ASSIGNMENT: Copy out the passage of the standup comedy interview below that starts with "What brought you" and goes on through "having to audition.", word for word.

EXERCISE TEXT:
+ + + + +

What brought you to standup?
Probably a combination of narcissism mixed with a social conscious. Also, it’s a great way for me to get on stage without having to audition.
What’s your writing process? Do you have a routine that you fall into?
When I observe or have an idea about something that is amusing, I think, “I should write this down.” Half the time I don’t and the idea flies away into the ether. On the occasions where I do jot down my thoughts, I will mull the idea over for many weeks to figure out why it’s funny. If I can somehow come up with a series of sentences that turn it into a joke, I usually test it on my husband. And if he says it is crap, I will perform it because, chances are, it might be good.
Is it cheesy if I say my parents? They are not professional comedians but they have been making people laugh for many years. But since you probably don’t know them, I’ll say that I love the story-telling powers of Mike Birbiglia. I admire the ease with which Louis C.K. makes you feel like you are having a (very funny) conversation with him. I would mention some female comics but I am way too jealous of their success.
Why comedy, as opposed to making a comic book, writing for movies, or being a serial killer?
I love that comedy can make people think without realizing they are thinking. If you go to a dark indie film, you understand that you are there to analyze your current opinion on drug addiction or terrorists or on drug addicted terrorists. However, comedy is a much more subtle way to say something impactful and potentially get someone to ease up on their bigotry. I love making people realize that there are so many stupid things that we spend a ton of energy worrying about needlessly, like gay marriage, for example. I just never realized until I started writing that my humor was going to make people a little uncomfortable. The hope is that you can get someone out of his or her comfort zone and maybe just turn them into a kinder person for even a second. Or you might just get a bigot to laugh, which is a tough thing to do.
What’s in your pocket right now?
Nothing. I spend a majority of my existence in yoga pants. They are just so damn comfortable.
I hear you’re quite the karaoke star…Give us your top three go-to karaoke songs.
In my twenties, I spent years crafting my stunning rendition of Four Non Blondes “What’s Up?”. I could croon “hey yea yea ey ey” with conviction that would bring a tear to your eye. When I first started dating my husband, I asked him if he could guess my karaoke song, failing to hide the pride in my voice at my edgy choice. He shrugged and said, “ugh, I hope it’s not that ‘What’s going on’ one…the song that every girl does at karaoke.” Now failing to hide the disappointment in my voice, I replied, “Oh yeah um…that song’s cool. But I have a lot of others I do.” So now I have tried to expand my repertoire and love to perform “Time After Time”, “Nothing Compares 2 U”, and the incredibly original, “Hit Me With Your Best Shot.”
Describe your comedy style using only the names of celebrities that have gone to rehab or who have been arrested.
Sean Young, Darryl Strawberry, Keith Urban, Courtney Love…because Young Strawberry Urban Love would make a great comedy album title.
Secret super power?
I suck at this answer. And surprisingly, I get asked this question frequently. I put so much pressure on myself to answer it with some witty response. The truth is that I would want the power of teleportation, mostly because I hate driving. Think of all the time you could save if you didn’t have to drive anywhere. And the savings on gas! Okay, not the funniest of responses, but seriously practical.

+ + + + +

PROVIDED DATA:
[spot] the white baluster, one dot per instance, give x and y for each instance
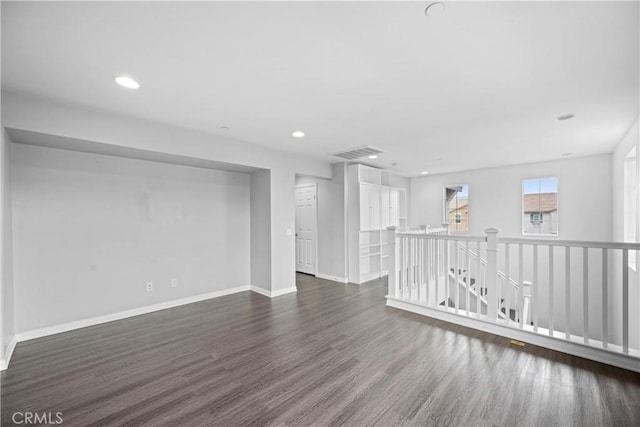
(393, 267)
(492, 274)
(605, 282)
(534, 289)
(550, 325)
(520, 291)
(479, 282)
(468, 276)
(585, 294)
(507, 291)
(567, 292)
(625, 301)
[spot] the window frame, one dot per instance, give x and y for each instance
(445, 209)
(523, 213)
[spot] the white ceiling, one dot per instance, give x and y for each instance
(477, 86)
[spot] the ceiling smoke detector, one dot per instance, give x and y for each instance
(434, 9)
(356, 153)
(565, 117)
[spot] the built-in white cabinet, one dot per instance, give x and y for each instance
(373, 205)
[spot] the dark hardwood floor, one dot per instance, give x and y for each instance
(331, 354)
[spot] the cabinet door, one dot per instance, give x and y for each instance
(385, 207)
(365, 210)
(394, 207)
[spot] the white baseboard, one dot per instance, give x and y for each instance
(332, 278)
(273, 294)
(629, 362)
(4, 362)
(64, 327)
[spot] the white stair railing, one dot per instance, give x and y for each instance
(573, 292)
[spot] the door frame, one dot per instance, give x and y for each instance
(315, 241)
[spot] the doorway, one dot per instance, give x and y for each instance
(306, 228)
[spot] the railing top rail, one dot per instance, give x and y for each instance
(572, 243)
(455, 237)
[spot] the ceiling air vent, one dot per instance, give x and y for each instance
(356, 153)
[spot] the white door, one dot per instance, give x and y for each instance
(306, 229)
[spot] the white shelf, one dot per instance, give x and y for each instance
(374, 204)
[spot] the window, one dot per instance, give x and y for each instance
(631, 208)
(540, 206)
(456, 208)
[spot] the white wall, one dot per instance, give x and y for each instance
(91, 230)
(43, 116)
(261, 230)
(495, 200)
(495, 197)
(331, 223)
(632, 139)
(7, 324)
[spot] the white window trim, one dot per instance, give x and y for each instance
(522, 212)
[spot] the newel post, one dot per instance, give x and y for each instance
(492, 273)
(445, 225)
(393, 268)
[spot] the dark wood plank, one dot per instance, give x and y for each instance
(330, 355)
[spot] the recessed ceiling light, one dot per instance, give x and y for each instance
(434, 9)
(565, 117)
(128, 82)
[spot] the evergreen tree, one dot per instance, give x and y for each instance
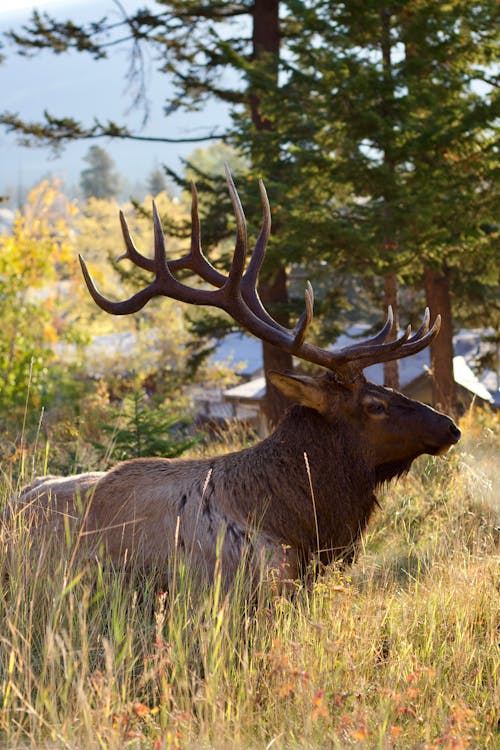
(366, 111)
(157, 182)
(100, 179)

+ + + + +

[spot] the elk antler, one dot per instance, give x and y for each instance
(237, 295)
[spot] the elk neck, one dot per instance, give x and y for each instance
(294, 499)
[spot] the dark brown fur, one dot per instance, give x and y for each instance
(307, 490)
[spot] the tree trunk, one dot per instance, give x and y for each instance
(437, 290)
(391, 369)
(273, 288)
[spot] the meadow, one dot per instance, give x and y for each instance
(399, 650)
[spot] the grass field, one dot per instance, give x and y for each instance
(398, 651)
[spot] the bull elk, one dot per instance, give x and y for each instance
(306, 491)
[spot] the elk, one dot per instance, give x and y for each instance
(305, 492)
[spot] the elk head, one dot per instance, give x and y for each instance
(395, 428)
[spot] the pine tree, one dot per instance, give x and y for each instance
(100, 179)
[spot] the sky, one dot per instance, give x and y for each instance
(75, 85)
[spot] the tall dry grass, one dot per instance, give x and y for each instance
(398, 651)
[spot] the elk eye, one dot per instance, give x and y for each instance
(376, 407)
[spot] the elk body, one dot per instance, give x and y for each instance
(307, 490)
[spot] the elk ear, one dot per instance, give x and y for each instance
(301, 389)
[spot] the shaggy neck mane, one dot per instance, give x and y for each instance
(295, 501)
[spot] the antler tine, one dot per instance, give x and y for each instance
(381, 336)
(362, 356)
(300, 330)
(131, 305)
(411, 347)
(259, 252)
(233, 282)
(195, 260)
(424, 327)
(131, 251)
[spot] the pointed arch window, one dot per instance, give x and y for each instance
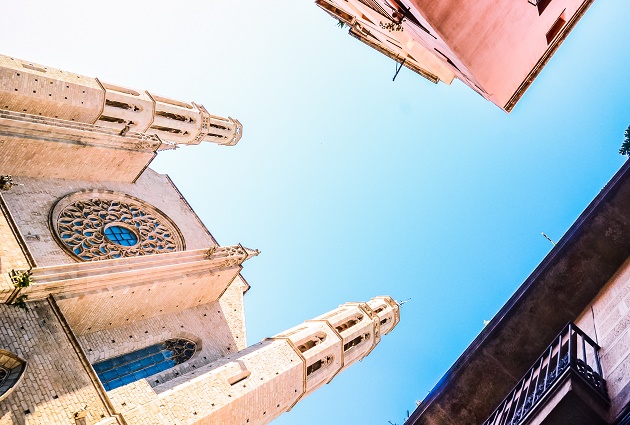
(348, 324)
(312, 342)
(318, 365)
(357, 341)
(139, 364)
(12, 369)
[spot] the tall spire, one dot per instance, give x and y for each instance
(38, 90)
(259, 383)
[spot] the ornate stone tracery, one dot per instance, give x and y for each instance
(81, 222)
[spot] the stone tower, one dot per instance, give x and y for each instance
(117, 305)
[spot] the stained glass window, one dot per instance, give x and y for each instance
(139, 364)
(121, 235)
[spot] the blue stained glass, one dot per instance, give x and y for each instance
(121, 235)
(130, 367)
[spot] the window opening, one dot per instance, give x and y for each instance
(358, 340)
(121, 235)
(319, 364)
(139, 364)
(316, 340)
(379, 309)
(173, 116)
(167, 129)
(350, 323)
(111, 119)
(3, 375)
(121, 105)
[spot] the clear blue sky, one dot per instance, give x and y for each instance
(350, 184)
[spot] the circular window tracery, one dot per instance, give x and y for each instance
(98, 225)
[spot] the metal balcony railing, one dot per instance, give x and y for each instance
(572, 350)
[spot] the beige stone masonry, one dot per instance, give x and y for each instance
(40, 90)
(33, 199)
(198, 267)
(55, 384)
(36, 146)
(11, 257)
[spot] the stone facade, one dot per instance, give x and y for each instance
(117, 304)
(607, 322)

+ + + + +

REPLY TO THE EXERCISE:
What brought you to standup?
Probably a combination of narcissism mixed with a social conscious. Also, it’s a great way for me to get on stage without having to audition.